| What is asked |
(a) In the database thread, roughly how much more does a hosted Redis from a cloud provider cost than a plain old database?
(b) Extend the database thread with a new post that follows on from its last one.

| Source |
◇ ◇ ◇ ◇ ◇

Why would you choose to use a system that doesn't scale by default?
Single user local applications? Fair.
Web applications? Very strange choice imo.
Reddis is great, but it is *not* a database, and it's thoroughly rubbish at high load concurrency without clustering, which is (still) a massive pain in the ass to setup manually.
Of course, you can just use a hosted version off a cloud provider... but, it's generally about 10x more expensive than just a plain old database.
/shrug
I mean, sure, it's (arguably...) step up from just using sqlite, but... really, it's easy, and that's good... but it isn't good enough as a general replacement for having a real database.
(To be fair, sqlite has got some pretty sophisticated functionality too, even some support for concurrency; it's probably a step up from redis in many circumstances).
Postgres is not as automatic as other tools but is mostly an artifact of it being around so long, and focus being on other things. Few projects have been around and stayed as relevant as postgres.

◇ ◇ ◇ ◇ ◇

(Data items)
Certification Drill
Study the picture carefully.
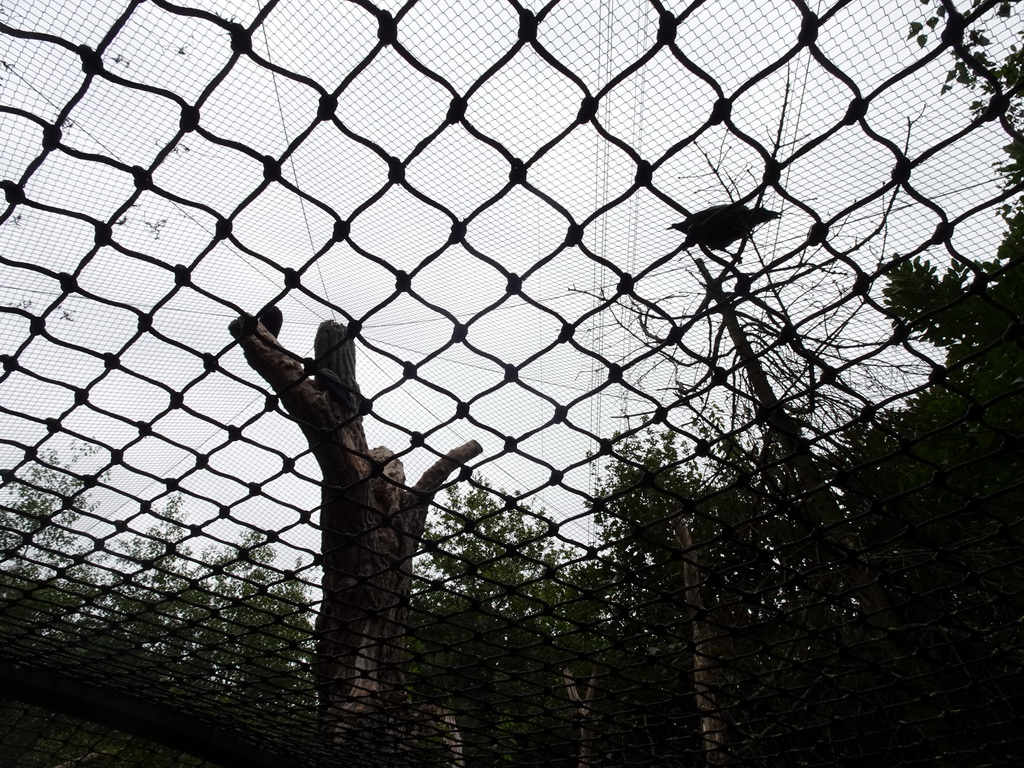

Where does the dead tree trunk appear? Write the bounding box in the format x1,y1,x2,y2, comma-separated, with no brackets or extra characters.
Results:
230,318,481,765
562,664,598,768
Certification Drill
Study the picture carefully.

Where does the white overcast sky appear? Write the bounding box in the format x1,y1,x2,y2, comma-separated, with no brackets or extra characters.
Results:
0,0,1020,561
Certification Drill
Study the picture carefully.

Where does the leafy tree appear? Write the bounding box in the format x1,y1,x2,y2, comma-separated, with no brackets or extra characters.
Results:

◇ ◇ ◇ ◇ ◇

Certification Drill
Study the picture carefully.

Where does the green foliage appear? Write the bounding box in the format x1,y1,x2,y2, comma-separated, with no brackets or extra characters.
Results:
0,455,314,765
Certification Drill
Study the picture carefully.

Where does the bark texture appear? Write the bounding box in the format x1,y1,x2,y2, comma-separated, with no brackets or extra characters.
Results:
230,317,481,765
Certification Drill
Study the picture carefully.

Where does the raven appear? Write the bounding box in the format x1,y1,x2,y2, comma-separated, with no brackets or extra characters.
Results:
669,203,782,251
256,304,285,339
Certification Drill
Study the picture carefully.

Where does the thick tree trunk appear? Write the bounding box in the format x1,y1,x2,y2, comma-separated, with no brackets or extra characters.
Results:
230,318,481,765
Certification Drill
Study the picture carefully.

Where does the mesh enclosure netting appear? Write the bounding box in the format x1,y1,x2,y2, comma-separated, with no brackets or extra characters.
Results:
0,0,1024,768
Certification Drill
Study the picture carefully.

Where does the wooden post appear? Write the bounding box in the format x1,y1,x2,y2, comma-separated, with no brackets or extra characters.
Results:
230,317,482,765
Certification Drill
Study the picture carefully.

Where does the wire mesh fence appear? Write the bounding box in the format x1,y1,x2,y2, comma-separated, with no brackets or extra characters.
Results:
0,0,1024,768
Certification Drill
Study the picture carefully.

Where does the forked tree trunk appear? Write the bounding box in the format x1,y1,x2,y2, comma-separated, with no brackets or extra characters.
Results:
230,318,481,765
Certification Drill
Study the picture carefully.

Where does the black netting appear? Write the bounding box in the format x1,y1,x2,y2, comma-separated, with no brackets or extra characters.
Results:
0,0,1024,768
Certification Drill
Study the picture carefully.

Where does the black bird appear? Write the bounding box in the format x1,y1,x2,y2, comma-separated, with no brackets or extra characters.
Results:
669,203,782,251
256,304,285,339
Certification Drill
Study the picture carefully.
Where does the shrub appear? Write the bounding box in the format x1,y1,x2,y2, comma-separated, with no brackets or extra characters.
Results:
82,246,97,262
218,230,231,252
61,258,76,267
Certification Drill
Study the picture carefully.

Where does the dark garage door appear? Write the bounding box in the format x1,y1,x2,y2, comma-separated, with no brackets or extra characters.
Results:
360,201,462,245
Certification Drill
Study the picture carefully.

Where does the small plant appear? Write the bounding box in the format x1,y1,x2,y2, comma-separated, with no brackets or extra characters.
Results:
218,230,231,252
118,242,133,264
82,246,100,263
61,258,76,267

◇ ◇ ◇ ◇ ◇

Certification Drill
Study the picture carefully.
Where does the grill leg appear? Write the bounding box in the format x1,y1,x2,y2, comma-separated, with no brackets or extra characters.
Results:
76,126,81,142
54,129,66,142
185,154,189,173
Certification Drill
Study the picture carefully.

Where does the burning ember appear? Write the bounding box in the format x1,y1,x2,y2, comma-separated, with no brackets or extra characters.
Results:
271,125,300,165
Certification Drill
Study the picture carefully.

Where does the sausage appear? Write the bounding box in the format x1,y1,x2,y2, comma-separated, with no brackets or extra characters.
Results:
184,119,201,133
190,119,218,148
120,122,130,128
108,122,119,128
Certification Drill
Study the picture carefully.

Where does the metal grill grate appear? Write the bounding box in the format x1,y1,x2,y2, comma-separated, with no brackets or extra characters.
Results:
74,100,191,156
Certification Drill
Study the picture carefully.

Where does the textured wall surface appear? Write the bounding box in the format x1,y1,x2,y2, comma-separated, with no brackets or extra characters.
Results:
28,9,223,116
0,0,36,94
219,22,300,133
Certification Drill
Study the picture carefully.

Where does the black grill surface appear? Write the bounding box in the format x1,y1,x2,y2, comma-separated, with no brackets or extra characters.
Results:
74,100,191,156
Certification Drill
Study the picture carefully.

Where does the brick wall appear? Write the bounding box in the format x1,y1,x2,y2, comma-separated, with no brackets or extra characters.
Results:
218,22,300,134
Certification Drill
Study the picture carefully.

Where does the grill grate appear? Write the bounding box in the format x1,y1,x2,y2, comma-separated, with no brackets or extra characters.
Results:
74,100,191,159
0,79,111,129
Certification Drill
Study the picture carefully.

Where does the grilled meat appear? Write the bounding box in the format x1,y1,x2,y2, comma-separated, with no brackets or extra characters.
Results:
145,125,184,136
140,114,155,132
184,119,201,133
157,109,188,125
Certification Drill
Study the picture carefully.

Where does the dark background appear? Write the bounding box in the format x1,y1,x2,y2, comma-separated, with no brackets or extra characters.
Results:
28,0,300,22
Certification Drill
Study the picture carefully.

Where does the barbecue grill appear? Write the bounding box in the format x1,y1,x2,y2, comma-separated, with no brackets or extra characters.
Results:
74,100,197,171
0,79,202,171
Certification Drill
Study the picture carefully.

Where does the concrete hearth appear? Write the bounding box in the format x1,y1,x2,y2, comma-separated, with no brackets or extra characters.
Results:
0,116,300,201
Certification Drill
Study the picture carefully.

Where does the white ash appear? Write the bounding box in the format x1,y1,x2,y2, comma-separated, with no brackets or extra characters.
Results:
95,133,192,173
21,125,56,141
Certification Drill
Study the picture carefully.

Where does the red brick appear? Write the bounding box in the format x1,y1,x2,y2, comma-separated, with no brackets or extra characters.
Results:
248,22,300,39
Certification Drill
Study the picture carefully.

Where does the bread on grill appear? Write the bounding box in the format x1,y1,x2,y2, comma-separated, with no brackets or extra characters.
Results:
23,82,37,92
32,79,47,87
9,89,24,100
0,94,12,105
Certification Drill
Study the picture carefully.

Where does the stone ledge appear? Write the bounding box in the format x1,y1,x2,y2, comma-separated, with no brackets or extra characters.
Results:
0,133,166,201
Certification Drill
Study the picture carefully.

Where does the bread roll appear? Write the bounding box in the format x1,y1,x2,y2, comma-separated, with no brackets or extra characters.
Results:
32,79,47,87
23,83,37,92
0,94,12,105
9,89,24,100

◇ ◇ ◇ ◇ ◇

| Responses to the tasks |
(a) About 10 times more.

(b)
Most of the time, you really don't need to scale postgres more than vertically (outside of the usual read replicas), and if you have tons of reads (that aren't hitting cache, I guess), then you can scale reads relatively easily. The problem is that the guarantees that postgres gives you around your data are research-level hard -- you either quorum or you 2pc.
Once you start looking into solutions that scale easily, if they don't ding you on performance, things get murky really quick and all of a sudden you hear a lot of "read-your-writes" or "eventual consistency" -- they're weakening the problem so it can be solved easily.
All that said -- Citus and PostgresXL do exist. They're not perfect by any means, but you also have solutions that scale at the table-level like TimescaleDB and others. You can literally use Postgres for something it was never designed for and still be in a manageable situation -- try that with other tools.
All that said, KeyDB[0] looks pretty awesome. Multithreaded, easy clustering, and flash-as-memory in a pinch, I'm way more excited to roll that out than I am Redis these days.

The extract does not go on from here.